Given request:
Please gather and copy out every line in the rows below that contains the string "wall".

[Named object pointing entries]
· · · ·
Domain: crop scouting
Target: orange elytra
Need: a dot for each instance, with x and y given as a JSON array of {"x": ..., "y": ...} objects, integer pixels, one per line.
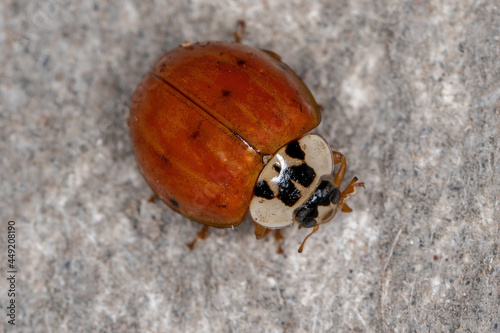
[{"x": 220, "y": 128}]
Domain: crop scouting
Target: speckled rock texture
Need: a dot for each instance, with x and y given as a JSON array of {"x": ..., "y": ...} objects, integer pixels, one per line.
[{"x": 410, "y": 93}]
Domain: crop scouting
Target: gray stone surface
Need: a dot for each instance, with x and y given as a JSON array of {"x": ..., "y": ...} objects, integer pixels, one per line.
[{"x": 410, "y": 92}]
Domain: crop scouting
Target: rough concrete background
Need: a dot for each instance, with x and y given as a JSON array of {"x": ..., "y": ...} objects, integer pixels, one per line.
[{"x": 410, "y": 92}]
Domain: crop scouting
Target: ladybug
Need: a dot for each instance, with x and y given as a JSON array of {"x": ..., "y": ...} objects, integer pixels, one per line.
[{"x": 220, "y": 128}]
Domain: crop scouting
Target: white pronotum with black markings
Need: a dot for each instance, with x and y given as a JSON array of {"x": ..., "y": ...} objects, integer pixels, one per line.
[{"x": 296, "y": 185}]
· · · ·
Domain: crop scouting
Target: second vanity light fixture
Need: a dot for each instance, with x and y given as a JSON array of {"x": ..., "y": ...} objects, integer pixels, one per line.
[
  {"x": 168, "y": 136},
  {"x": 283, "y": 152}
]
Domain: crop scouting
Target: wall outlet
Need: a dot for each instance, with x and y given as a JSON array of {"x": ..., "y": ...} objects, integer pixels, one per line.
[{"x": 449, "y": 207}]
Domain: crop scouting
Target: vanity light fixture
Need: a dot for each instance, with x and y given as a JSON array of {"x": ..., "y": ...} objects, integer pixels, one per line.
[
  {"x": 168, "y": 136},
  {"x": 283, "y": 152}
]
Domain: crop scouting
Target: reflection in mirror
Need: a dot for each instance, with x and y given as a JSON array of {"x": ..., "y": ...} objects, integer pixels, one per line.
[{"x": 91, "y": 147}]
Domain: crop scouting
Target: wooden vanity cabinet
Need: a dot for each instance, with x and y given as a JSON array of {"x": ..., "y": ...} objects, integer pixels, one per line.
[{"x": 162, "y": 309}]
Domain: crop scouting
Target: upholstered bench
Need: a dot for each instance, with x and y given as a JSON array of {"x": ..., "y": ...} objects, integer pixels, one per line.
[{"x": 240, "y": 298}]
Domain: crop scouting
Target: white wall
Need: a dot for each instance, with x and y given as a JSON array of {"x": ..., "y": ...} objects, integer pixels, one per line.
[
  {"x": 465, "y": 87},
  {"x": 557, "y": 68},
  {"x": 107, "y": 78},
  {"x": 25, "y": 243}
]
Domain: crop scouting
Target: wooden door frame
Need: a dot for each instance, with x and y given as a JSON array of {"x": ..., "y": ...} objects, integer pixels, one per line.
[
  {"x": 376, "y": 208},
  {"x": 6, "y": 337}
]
· · · ·
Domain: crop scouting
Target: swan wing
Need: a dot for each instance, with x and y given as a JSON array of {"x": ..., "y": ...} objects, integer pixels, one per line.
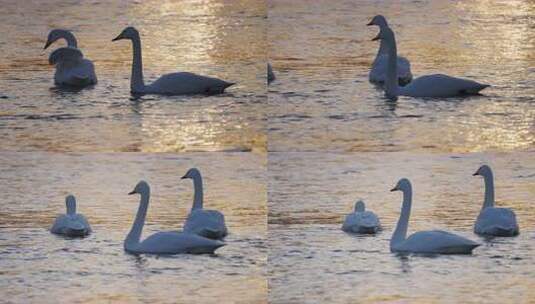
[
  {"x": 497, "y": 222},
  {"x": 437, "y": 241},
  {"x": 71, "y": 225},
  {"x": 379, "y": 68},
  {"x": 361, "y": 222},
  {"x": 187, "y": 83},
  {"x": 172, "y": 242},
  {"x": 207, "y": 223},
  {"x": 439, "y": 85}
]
· · · ·
Answer in full:
Target: wall outlet
Target: white wall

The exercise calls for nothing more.